> Work item
Reproduce, word for word, the part of the essay below on AI-oncology companies and the FDA that opens with the words containing "Within 12 to" and closes with "going to ask.".

Thesis

Three Ways AI-Oncology Companies Will Fail at the FDA

And the Clinical Expertise Gap That Causes It

Originally published 2026-05-12 · Also on LinkedIn. Followed up 2026-05-20 by How I Would Know If I'm Wrong — six conditions for falsifying this thesis, with locked seed list.

In 2025, artificial intelligence accounted for nearly half of all venture capital deployed into healthcare — an estimated $18 to $21 billion in a single year, with AI-drug-discovery companies alone absorbing roughly $3.8 billion across 135 deals, according to SVB and PitchBook. Oncology, as always, captured the largest share. The capital flowing into AI-driven cancer drug discovery has never been larger — and much will be set on fire.

I do not say that as a critic of the technology. I say it as a medical oncologist who spent three decades inside drug development — at the bench, in the clinic, across the table from FDA reviewers, and at the bedside of patients on Phase I/II/III trials. I have watched superb molecules die because the people building them did not understand the regulatory and clinical reality they were walking into. The AI-oncology wave is now setting up the same failure modes at industrial scale, and the agencies are actively tightening the screws.

Within 12 to 18 months, a meaningful share of today's well-funded AI-oncology companies will hit the FDA wall. Most of these failures will not be dramatic — they will surface as Complete Response Letters, clinical holds that extend and extend, pre-IND meetings that end without an agreed endpoint, programs quietly deprioritized. The public failures will be the visible edge of a larger pattern. The cause will be the same across the distribution: not that the models were bad, but that no one on the team was calibrated to what the agency was actually going to ask.

Here are the three failure modes I expect to see, and the gap that produces all of them.

A note on scope: this piece concerns biotech-shaped AI-oncology companies — those running their own programs toward an IND under their own name, not platform companies selling tools and services into pharma. The failure modes apply differently to the two business models, and the engagement model I describe at the end is built for the first.


Failure Mode 1: The Endpoint That Never Was a Drug

AI-discovered targets and AI-prioritized candidates routinely come wrapped in elegant computational endpoints — binding affinities, off-target predictions, multi-omic signatures, in silico response curves. Beautiful science. Not a drug.

[Phrase grounding data]
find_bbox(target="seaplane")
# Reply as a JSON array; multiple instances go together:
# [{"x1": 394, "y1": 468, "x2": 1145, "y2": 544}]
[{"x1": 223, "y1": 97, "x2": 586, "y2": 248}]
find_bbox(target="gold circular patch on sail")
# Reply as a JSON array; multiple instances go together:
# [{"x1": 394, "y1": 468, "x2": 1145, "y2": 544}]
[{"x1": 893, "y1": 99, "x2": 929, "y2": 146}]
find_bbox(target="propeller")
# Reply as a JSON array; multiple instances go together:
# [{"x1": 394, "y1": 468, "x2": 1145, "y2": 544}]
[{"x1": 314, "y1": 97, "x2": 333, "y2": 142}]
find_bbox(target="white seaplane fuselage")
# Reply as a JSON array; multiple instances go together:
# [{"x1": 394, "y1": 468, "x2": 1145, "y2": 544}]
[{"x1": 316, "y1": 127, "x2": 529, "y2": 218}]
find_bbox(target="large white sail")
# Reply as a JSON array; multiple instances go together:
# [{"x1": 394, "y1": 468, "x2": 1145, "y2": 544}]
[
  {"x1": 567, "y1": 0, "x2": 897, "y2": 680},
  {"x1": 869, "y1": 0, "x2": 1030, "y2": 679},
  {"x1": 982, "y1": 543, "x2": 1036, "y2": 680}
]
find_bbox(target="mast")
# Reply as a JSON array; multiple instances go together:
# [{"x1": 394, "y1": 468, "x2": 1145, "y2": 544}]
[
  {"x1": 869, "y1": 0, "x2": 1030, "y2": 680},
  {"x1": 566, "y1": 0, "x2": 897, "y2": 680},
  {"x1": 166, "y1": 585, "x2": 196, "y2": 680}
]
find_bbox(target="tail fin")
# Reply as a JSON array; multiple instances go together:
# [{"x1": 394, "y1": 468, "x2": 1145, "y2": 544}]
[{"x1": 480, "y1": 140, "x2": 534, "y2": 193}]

> Exercise output
Within 12 to 18 months, a meaningful share of today's well-funded AI-oncology companies will hit the FDA wall. Most of these failures will not be dramatic — they will surface as Complete Response Letters, clinical holds that extend and extend, pre-IND meetings that end without an agreed endpoint, programs quietly deprioritized. The public failures will be the visible edge of a larger pattern. The cause will be the same across the distribution: not that the models were bad, but that no one on the team was calibrated to what the agency was actually going to ask.